* _Source passage_:
What a fine screenshot. The Bunny despatches Fudd with aplomb
Bugs Bunny, eh? It is customary at this juncture to replace words that begin with 'r' with a 'w'. This is obviously just a wubbish gimmick, though. Wollocks...
Steve Bradley
Cartoon characters are wubbish (don't you start!) in videogames, aren't they?
Mickey's Wild Adventure was pretty good (SNES and PlayStation, if memory serves). One of the early levels was in 'old-film-style,' flickery black and white. Nice. Just because it's a licence, doesn't mean it's crap. Johnny Bazookatone was crap. And he was never on the telly, was he? Rayman never had his own series and look at him...
Buck teeth? Big ears?
Yup. Bugs looks just like he does on the old Looney Tunes cartoons. The voice-over isn't quite there but it's passable. The premise reads thus: the Bunny is in possession of a time machine in which he... you guessed it.
Where does he go?

[Data entries]
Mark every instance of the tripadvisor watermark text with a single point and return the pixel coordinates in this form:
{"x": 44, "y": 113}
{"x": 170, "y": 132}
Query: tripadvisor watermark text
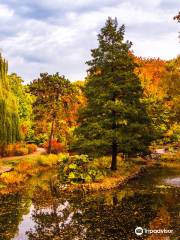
{"x": 139, "y": 231}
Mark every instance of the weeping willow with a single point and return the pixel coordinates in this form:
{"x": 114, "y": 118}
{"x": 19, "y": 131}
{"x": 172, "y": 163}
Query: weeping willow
{"x": 9, "y": 124}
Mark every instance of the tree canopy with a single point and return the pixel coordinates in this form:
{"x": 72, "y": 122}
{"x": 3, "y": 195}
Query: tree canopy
{"x": 114, "y": 120}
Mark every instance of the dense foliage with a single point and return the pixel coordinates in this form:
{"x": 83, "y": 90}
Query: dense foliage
{"x": 9, "y": 120}
{"x": 52, "y": 94}
{"x": 115, "y": 119}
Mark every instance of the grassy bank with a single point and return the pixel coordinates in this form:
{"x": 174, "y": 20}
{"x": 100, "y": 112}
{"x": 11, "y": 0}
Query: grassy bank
{"x": 125, "y": 171}
{"x": 19, "y": 170}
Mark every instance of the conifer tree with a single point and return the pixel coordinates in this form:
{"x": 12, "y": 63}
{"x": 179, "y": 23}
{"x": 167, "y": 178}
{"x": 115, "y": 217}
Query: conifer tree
{"x": 9, "y": 123}
{"x": 114, "y": 119}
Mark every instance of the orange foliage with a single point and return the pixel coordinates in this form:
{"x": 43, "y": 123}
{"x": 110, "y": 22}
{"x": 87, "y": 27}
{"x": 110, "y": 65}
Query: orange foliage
{"x": 150, "y": 71}
{"x": 56, "y": 147}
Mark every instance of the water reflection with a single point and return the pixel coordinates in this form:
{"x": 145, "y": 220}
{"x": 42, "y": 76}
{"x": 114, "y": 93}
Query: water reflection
{"x": 44, "y": 213}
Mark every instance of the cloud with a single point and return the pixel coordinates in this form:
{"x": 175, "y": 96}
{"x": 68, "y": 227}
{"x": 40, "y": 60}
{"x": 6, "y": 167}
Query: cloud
{"x": 57, "y": 35}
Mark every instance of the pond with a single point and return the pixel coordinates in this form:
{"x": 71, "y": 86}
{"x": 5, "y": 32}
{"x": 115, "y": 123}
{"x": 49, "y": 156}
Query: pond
{"x": 40, "y": 213}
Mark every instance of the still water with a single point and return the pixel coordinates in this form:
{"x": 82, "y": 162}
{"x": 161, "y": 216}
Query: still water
{"x": 40, "y": 213}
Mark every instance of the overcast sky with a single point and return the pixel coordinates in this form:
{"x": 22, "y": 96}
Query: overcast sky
{"x": 57, "y": 35}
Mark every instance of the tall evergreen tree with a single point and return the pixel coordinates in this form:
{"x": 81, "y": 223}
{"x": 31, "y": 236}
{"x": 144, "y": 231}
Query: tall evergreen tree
{"x": 114, "y": 119}
{"x": 9, "y": 121}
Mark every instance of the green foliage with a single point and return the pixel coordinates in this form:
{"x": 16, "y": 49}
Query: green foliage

* _Actions to take_:
1. Echo the part of the Bugs Bunny review that opens with the words containing "Mickey's Wild Adventure" and closes with "you guessed it.".
2. Pick up the Bugs Bunny review after its final line and write what comes next.
These data entries stand apart from the Bugs Bunny review.

* _Expected outputs_:
1.
Mickey's Wild Adventure was pretty good (SNES and PlayStation, if memory serves). One of the early levels was in 'old-film-style,' flickery black and white. Nice. Just because it's a licence, doesn't mean it's crap. Johnny Bazookatone was crap. And he was never on the telly, was he? Rayman never had his own series and look at him...
Buck teeth? Big ears?
Yup. Bugs looks just like he does on the old Looney Tunes cartoons. The voice-over isn't quite there but it's passable. The premise reads thus: the Bunny is in possession of a time machine in which he... you guessed it.

2.
The tried-and-tested selection of themed worlds (think prehistoric, England-in-Merlin's-time, 1930s America - gangsters etc, futuristic) which offer their own idiosyncratic conundrums. Solving them requires a mixture of cunning and dispatching the odd sized-nine to an enemy's backside. Standard fare, really. The Bunny has to collect a plethora of Golden Carrots before he can get back to his time machine and head off somewhere else.
How does he garner the aforementioned orange vegetables?
Some can just be picked up, others require trampolines, tunnel-digging (and heaven knows, gregarious leprid mammals enjoy burrowing), enemy-swatting, rope-climbing - you've seen it all before. Not that it isn't fun, though. It is. You just know you've been here before.